**課題**
1. イタリアサッカーの文章で、ディフェンスがイタリアサッカーの主体だと言える理由を説明してください。
2. データの行のうち、「Emit one marker per instance in this form: [(119, 127)].」を含む行から最後の行までを、「background」を「backdrop」に書き換えて示してください。それ以外は変えず、画像の行は省いてください。

**文書**
· · · · ·

イタリアサッカーを一言でいえば、選手たちのポジショニングバランスを極力崩さずに守備を固め、一発ロングパスカウンターなど、素早くワンチャンスをモノにして勝つという勝利至上主義サッカーなんて表現できますかね。とにかくディフェンスが、彼らのサッカーの主体なのです。何せ、ほとんどの選手たちは、攻撃のときでさえ、次の守備に備えて互いのポジショニングを調整しているほどですからね。
スリーラインという表現を聞いたことがあると思います。要は、最終守備ラインと中盤、そして攻撃という三つのラインのこと。それがチーム守備戦術のベースの基盤であり、選手たちは、スリーラインのバランスを意識し、互いに協力しながら組織的に守るのです。もちろんそれは守備に限ったコンセプト。ところがイタリアサッカーでは、攻撃のときでも、そのラインバランスを極力維持しようとするわけです。まあ、あくまでも「傾向」のハナシですがね。

· · · · ·

データセットのエントリ
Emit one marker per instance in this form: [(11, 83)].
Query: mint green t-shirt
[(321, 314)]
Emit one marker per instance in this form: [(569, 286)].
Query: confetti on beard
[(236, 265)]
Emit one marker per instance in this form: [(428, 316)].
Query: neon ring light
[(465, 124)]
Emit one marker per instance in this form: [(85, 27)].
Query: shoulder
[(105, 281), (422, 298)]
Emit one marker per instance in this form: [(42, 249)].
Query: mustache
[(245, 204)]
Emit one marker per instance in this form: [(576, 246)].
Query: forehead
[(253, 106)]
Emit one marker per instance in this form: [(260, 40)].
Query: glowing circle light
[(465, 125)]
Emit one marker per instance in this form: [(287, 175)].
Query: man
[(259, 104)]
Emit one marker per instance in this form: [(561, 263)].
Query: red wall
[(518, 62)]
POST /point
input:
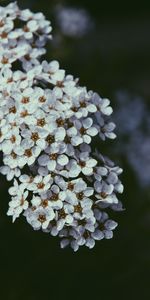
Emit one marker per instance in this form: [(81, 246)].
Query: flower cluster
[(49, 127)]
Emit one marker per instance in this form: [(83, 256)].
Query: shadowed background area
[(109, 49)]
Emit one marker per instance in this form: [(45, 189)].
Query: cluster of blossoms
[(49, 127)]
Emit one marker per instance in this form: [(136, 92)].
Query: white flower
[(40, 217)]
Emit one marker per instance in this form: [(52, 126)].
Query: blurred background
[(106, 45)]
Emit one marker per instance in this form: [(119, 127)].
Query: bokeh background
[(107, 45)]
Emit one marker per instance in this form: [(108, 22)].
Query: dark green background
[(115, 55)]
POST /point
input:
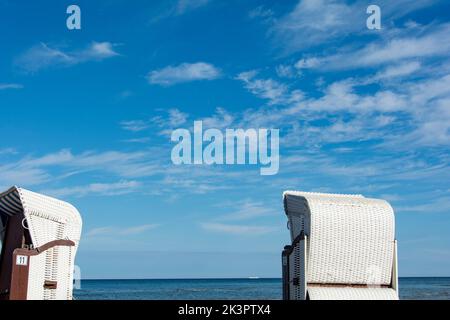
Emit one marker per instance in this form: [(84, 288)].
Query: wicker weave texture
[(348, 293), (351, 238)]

· · · · ·

**解答**
1. ほとんどの選手が攻撃のときでさえ、次の守備に備えて互いのポジショニングを調整しているからです。それほど守備を重視しているため、ディフェンスが彼らのサッカーの主体だとされています。

2.
Emit one marker per instance in this form: [(119, 127)].
Query: bokeh backdrop
[(107, 45)]
Emit one marker per instance in this form: [(108, 22)].
Query: dark green backdrop
[(115, 55)]
POST /point
input:
Emit one marker per instance in this form: [(84, 288)].
Query: wicker weave texture
[(348, 293), (351, 238)]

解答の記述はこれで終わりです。